───── Page extract

In my last post I introduced the first of two key concerns about using Big Data in research. I wrote in response to the recent WIRED article, “Scientists Are Just As Confused About the Ethics Of Big-Data Research As You.” In this second part, I continue my analysis.
The WIRED article suggested that the primary ethical concern in big data research is breach of privacy. In this second of two posts, I would like to present a second harm, one that I think is less discussed, more difficult to name, and perhaps more difficult to rationally justify. It is related to why we feel less bothered when we share our information with OKCupid, Facebook, or Google, than when such information is used for research to which we have not explicitly agreed.
The Use of Our Information is Routine
There is a parallel issue in medical research where specimens collected as part of regular medical care are used for research purposes without our permission. Such samples no longer bear any identifying labels, are considered discarded, no longer ours, and consequently available for study. Such use is now routine, not because there has been broad discussion that has found the practice acceptable, but because it is allowed by our legal concepts of property and because most individuals do not know that it occurs.

──────────

■ **Tasks**
A - In the post on big data research ethics, what did the WIRED article suggest is the primary ethical concern in big data research?
B - Summarize the post on big data research ethics in two sentences.

───── Dataset

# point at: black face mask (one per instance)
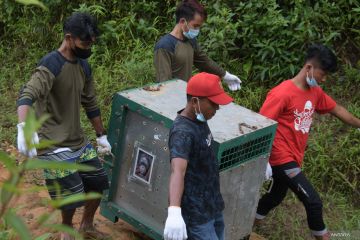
(81, 53)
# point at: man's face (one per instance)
(195, 23)
(142, 169)
(77, 42)
(207, 107)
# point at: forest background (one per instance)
(261, 41)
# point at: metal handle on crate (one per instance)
(102, 159)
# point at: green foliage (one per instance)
(11, 224)
(262, 41)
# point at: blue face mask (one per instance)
(199, 116)
(192, 33)
(311, 81)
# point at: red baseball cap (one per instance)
(208, 85)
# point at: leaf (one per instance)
(18, 225)
(33, 2)
(43, 237)
(43, 164)
(7, 161)
(64, 228)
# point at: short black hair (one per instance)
(188, 8)
(81, 25)
(323, 56)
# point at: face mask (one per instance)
(192, 33)
(199, 116)
(311, 81)
(82, 53)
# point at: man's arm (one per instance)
(205, 64)
(162, 62)
(176, 185)
(344, 115)
(22, 112)
(175, 227)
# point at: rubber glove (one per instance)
(22, 148)
(268, 172)
(104, 146)
(175, 228)
(232, 81)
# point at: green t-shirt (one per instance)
(174, 58)
(60, 87)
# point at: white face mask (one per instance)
(311, 81)
(199, 116)
(192, 33)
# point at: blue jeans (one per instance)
(212, 230)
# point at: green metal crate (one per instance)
(139, 126)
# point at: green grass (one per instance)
(288, 220)
(122, 62)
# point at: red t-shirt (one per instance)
(293, 109)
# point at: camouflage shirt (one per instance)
(192, 140)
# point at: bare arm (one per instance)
(22, 112)
(344, 115)
(176, 186)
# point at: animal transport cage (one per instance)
(140, 168)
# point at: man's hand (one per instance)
(268, 172)
(232, 81)
(104, 146)
(175, 228)
(22, 148)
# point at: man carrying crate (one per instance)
(196, 204)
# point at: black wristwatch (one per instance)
(101, 134)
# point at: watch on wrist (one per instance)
(101, 134)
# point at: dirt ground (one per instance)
(30, 207)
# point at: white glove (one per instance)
(232, 81)
(268, 172)
(104, 146)
(175, 228)
(22, 148)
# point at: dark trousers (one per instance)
(289, 175)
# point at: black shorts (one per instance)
(65, 183)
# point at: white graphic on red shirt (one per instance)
(303, 119)
(208, 140)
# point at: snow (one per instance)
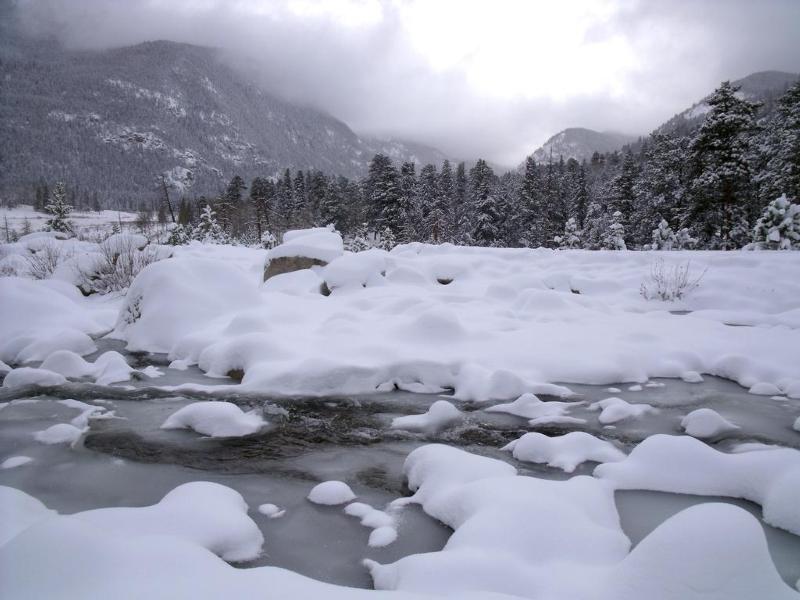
(440, 415)
(215, 419)
(331, 493)
(29, 376)
(15, 461)
(319, 243)
(613, 410)
(60, 433)
(705, 423)
(565, 452)
(682, 464)
(273, 511)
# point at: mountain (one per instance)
(764, 87)
(580, 144)
(111, 121)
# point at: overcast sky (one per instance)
(493, 78)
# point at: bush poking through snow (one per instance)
(670, 283)
(121, 258)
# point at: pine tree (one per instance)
(571, 238)
(663, 238)
(721, 185)
(60, 210)
(614, 238)
(208, 229)
(779, 226)
(486, 228)
(382, 194)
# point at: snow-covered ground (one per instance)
(553, 356)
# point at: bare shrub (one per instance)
(43, 262)
(115, 266)
(670, 283)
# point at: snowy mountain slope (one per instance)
(580, 144)
(113, 120)
(764, 87)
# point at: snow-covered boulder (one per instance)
(564, 452)
(215, 419)
(705, 423)
(303, 249)
(331, 493)
(613, 410)
(440, 415)
(29, 376)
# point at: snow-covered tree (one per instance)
(208, 229)
(571, 238)
(718, 157)
(663, 237)
(179, 235)
(614, 237)
(485, 231)
(779, 226)
(59, 209)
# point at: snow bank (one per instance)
(40, 317)
(684, 465)
(331, 493)
(440, 415)
(564, 452)
(29, 376)
(215, 419)
(319, 243)
(614, 410)
(705, 423)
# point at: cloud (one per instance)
(491, 79)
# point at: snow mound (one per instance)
(60, 433)
(564, 452)
(613, 410)
(29, 376)
(529, 406)
(207, 514)
(685, 465)
(273, 511)
(15, 461)
(440, 415)
(319, 243)
(215, 419)
(705, 423)
(110, 367)
(383, 527)
(331, 493)
(18, 511)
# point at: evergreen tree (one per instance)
(779, 226)
(382, 194)
(718, 157)
(614, 238)
(487, 218)
(59, 209)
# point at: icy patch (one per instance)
(705, 423)
(615, 409)
(331, 493)
(29, 376)
(273, 511)
(564, 452)
(61, 433)
(215, 419)
(440, 415)
(684, 465)
(15, 461)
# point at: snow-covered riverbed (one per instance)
(540, 364)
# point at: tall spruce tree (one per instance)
(721, 184)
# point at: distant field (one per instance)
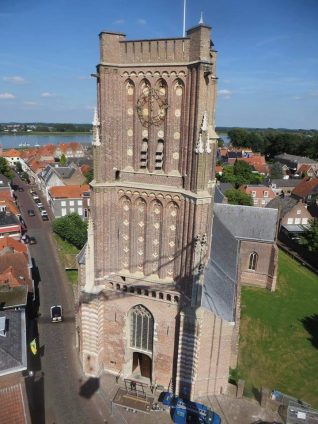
(279, 334)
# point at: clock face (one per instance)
(151, 107)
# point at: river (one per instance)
(9, 141)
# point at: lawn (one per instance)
(279, 334)
(64, 248)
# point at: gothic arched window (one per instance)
(159, 155)
(253, 261)
(141, 328)
(144, 154)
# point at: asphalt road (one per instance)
(58, 393)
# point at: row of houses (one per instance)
(17, 297)
(64, 187)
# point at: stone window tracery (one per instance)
(141, 329)
(253, 261)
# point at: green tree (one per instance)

──────────

■ **Answers to this exercise**
A - Breach of privacy.

B - Responding to a WIRED article that named breach of privacy as the primary ethical concern in big data research, this second of two posts presents another harm that is less discussed and harder to name or justify. It draws a parallel to medical research, where specimens from regular care are routinely studied without permission because legal concepts of property allow it and most people do not know it occurs.